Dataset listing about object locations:
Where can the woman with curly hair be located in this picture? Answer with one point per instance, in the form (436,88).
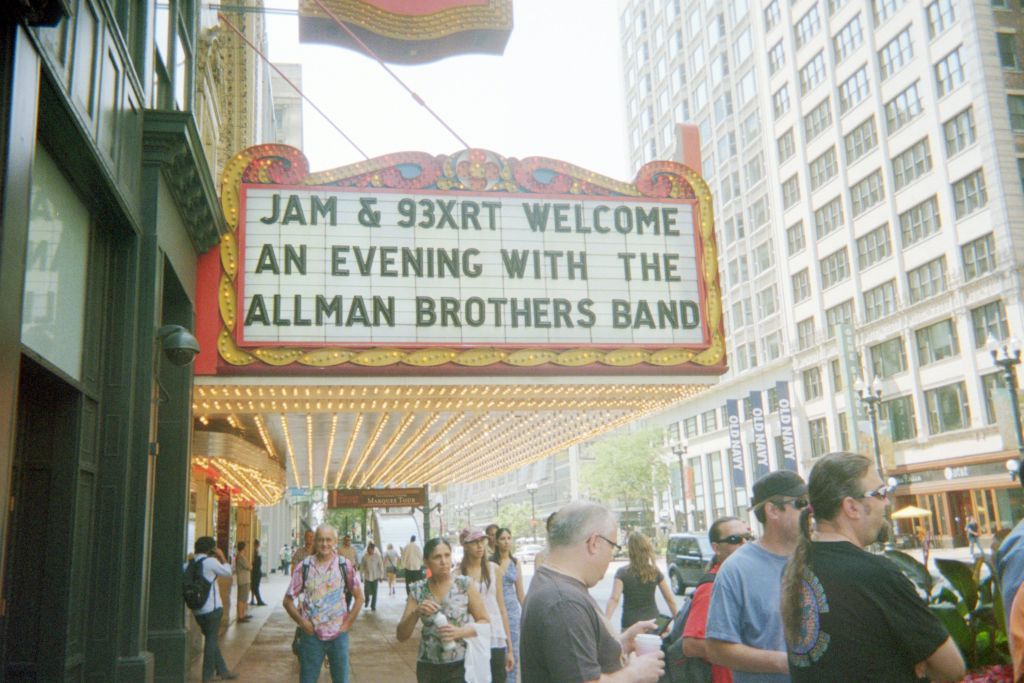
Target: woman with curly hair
(636,582)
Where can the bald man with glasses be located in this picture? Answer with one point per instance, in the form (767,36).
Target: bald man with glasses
(744,628)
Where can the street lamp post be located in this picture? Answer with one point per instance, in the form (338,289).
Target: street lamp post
(1007,354)
(871,396)
(679,451)
(531,489)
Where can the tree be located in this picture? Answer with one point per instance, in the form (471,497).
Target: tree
(627,469)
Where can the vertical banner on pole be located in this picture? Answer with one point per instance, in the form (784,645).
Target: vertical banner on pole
(785,426)
(761,457)
(735,445)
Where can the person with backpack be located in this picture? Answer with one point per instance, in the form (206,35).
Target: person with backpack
(315,601)
(726,535)
(202,596)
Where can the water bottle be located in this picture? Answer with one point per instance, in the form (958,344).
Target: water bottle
(439,621)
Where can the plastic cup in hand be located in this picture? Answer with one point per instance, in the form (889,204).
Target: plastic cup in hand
(439,621)
(647,642)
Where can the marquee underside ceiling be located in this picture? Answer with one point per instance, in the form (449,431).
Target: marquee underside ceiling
(409,434)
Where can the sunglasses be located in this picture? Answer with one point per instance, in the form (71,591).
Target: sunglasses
(735,539)
(882,492)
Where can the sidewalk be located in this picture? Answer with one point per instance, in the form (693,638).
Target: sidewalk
(261,649)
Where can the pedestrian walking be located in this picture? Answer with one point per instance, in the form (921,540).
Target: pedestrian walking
(372,568)
(210,614)
(444,604)
(243,572)
(511,574)
(412,563)
(744,629)
(257,575)
(391,559)
(565,638)
(487,581)
(849,614)
(635,585)
(315,601)
(727,535)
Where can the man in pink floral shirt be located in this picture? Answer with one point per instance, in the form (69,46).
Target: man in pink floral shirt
(315,600)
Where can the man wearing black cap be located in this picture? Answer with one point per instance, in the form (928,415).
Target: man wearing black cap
(744,627)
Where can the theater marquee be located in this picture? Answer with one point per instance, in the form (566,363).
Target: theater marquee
(471,262)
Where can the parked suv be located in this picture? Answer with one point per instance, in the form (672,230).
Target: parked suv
(687,557)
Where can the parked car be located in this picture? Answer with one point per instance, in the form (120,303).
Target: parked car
(687,556)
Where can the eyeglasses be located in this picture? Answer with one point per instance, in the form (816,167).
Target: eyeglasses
(882,492)
(735,539)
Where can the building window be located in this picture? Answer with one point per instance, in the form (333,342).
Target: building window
(920,221)
(860,140)
(780,101)
(807,26)
(989,321)
(812,383)
(880,301)
(936,342)
(1007,44)
(941,15)
(805,334)
(873,247)
(848,39)
(902,109)
(978,256)
(866,194)
(853,90)
(947,409)
(895,54)
(1016,105)
(928,280)
(835,268)
(818,431)
(837,315)
(970,194)
(801,286)
(899,413)
(795,239)
(791,191)
(812,74)
(828,218)
(958,131)
(948,73)
(888,358)
(911,163)
(817,120)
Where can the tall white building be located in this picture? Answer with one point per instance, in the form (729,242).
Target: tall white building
(864,160)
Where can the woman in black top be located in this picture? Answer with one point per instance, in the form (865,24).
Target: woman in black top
(636,582)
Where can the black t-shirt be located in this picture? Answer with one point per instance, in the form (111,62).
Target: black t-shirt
(638,596)
(564,637)
(862,620)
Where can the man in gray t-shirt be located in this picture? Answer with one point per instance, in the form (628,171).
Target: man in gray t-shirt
(744,627)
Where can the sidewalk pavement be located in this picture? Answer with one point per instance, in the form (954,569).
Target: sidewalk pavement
(260,650)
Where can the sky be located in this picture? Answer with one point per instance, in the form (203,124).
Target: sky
(555,92)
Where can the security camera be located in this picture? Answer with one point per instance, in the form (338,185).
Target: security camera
(179,345)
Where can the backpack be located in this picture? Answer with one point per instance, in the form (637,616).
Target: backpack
(195,587)
(345,578)
(678,667)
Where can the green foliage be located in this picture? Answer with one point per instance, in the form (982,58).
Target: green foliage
(627,469)
(969,607)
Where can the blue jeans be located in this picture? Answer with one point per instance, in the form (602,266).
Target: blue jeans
(209,624)
(311,653)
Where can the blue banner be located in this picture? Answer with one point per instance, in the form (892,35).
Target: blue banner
(760,437)
(785,426)
(735,445)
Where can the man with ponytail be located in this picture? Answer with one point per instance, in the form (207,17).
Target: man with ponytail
(849,614)
(744,631)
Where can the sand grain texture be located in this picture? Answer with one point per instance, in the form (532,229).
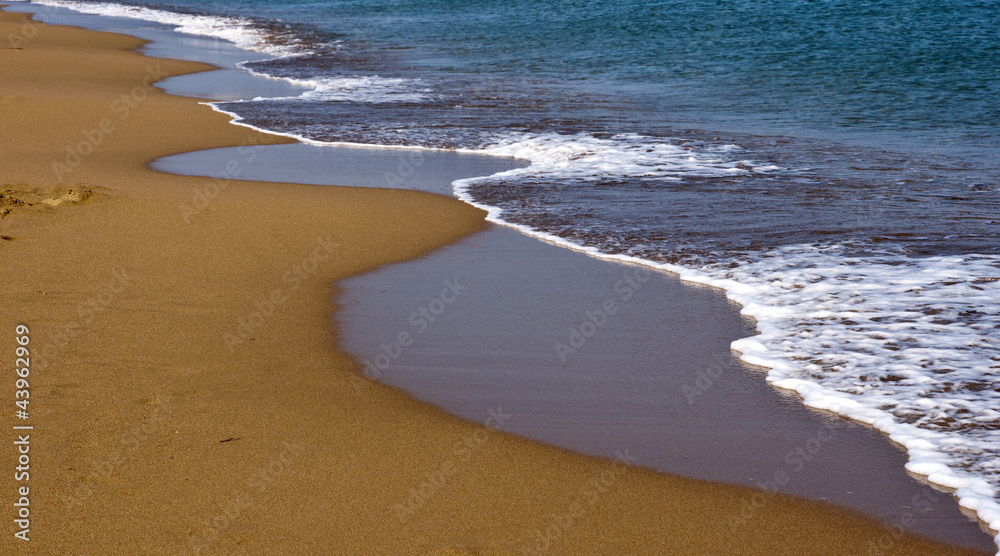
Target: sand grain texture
(160,430)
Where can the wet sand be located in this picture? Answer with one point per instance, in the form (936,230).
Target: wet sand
(187,392)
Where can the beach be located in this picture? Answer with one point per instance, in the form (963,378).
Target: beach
(187,390)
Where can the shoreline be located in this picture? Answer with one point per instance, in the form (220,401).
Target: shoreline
(628,389)
(223,445)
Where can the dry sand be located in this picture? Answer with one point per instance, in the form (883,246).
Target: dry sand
(156,433)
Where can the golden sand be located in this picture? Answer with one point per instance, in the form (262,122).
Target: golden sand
(187,391)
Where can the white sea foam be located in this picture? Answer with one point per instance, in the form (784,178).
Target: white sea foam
(906,345)
(366,88)
(241,32)
(585,157)
(247,35)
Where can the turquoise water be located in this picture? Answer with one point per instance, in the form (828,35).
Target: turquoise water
(884,68)
(834,166)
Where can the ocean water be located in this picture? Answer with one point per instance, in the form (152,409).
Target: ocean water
(834,165)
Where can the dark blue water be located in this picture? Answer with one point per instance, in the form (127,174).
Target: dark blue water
(835,165)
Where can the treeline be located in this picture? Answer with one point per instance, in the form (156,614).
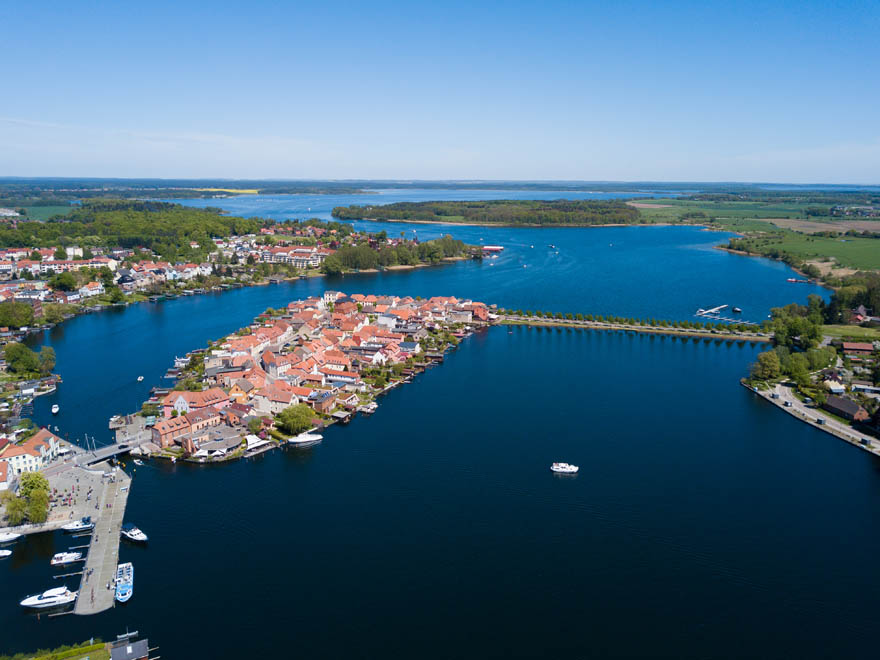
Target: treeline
(165,228)
(363,257)
(506,212)
(624,320)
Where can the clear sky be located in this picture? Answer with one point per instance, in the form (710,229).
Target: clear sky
(661,91)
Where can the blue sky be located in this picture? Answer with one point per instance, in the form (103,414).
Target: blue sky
(738,91)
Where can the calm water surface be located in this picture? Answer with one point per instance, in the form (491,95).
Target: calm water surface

▶ Given exercise
Rename "treeline" to "tree line" in the listing, from the line containing "Where can the ocean" through the end of the listing, inclusive, and write out only those lines with everything else unchanged. Leave the pictures out of your answer.

▶ Result of this exercise
Where can the ocean water be located in this picture? Answer with one point per instance, in the form (152,409).
Target: ocean water
(834,165)
Where can the dark blue water be located in this picture? Answer with one point per instance, in the form (127,174).
Target: dark blue water
(835,165)
Where can the tree line be located in this picture? Answer with one point per instance, in the form (156,614).
Target: tree line
(165,228)
(363,257)
(506,212)
(624,320)
Where can the clear sky be located in this picture? Answer with one point per instance, in the form (710,229).
Target: clear sky
(661,91)
Where can the blue sky be located in this picture? Answer with one point per instance, in the form (103,414).
Target: blue sky
(738,91)
Where can the calm water surface be located in this picture? Answer with one point per instance, in the form (491,95).
Target: calm water surface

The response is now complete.